Requirements: Please write out the rows word for word, starting at the very first line and ending at the line that contains "M83 158L84 156L84", with both of those lines included. Leave the pictures out of your answer.

Given information:
++++++++
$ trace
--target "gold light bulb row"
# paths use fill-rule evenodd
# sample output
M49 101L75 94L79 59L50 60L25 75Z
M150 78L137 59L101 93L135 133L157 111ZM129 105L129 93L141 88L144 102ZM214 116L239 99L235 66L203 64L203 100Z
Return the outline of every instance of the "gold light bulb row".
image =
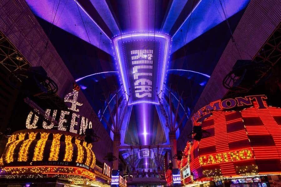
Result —
M32 141L35 139L36 136L36 133L35 132L31 132L28 133L28 139L25 140L21 146L18 161L20 162L27 161L27 154L28 153L29 146Z
M50 153L50 156L49 157L49 160L50 161L58 160L60 151L60 146L61 145L60 139L62 135L59 134L54 134L53 136Z
M64 161L71 161L73 154L73 146L71 142L72 137L70 135L65 135L65 154Z
M83 158L84 156L84 151L83 150L83 147L80 144L81 141L79 140L76 139L75 140L75 144L77 146L77 148L78 149L78 155L77 158L76 159L76 162L82 163L83 161Z
M7 163L11 162L14 161L13 156L14 151L16 148L17 145L21 141L24 139L25 134L23 133L20 133L18 134L18 140L15 140L13 142L10 142L11 143L8 146L6 154L6 160Z
M41 138L37 142L35 146L33 156L33 161L41 161L43 160L43 154L46 141L48 139L48 134L46 132L41 133Z
M9 143L6 146L4 154L0 159L0 165L5 165L6 164L12 162L27 161L32 160L32 161L43 161L43 157L46 143L52 144L50 148L48 148L50 149L47 160L58 161L62 143L60 140L63 133L46 132L41 130L38 131L27 131L22 132L22 131L20 132L16 132L11 136L8 140ZM36 139L37 135L39 135L38 133L40 133L40 138ZM52 140L48 141L48 137L51 134L52 134ZM63 161L74 161L72 159L74 152L73 144L75 144L77 147L77 150L75 152L77 155L76 162L93 168L96 163L96 156L91 150L92 147L91 144L87 145L86 142L84 141L82 142L82 143L81 143L81 141L70 135L64 135L64 136L65 136L64 141L65 147ZM27 137L28 139L25 140L25 137ZM74 138L75 138L74 143L71 142L71 140ZM35 147L34 149L32 148L31 150L31 145L34 145L34 143L36 144ZM21 146L19 147L18 145L20 144ZM17 151L18 151L18 154L15 154L17 153L15 152ZM31 152L33 152L32 154L32 157L29 159L28 156L30 156ZM17 155L17 157L14 158L15 155Z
++++++++
Exercise output:
$ trace
--target "gold light bulb row"
# paths use fill-rule evenodd
# sample output
M49 101L75 94L79 59L50 60L25 75Z
M150 78L137 59L101 93L135 133L157 111ZM129 105L129 93L141 88L144 102ZM214 116L239 99L235 66L203 64L203 100Z
Return the outline of every instance of the "gold light bulb row".
image =
Result —
M32 141L35 139L36 136L36 133L35 132L31 132L28 133L28 139L25 140L21 146L18 161L20 162L27 161L27 154L28 153L29 146Z
M50 153L50 156L49 157L49 160L50 161L58 160L60 151L60 146L61 145L60 139L62 135L59 134L54 134L53 136Z
M64 161L71 161L73 154L73 146L71 142L72 137L70 135L65 135L65 154Z
M83 158L84 156L84 151L83 150L83 147L80 144L81 141L79 140L76 139L75 140L75 144L77 146L77 148L78 149L78 155L77 158L76 159L76 162L82 163L83 161Z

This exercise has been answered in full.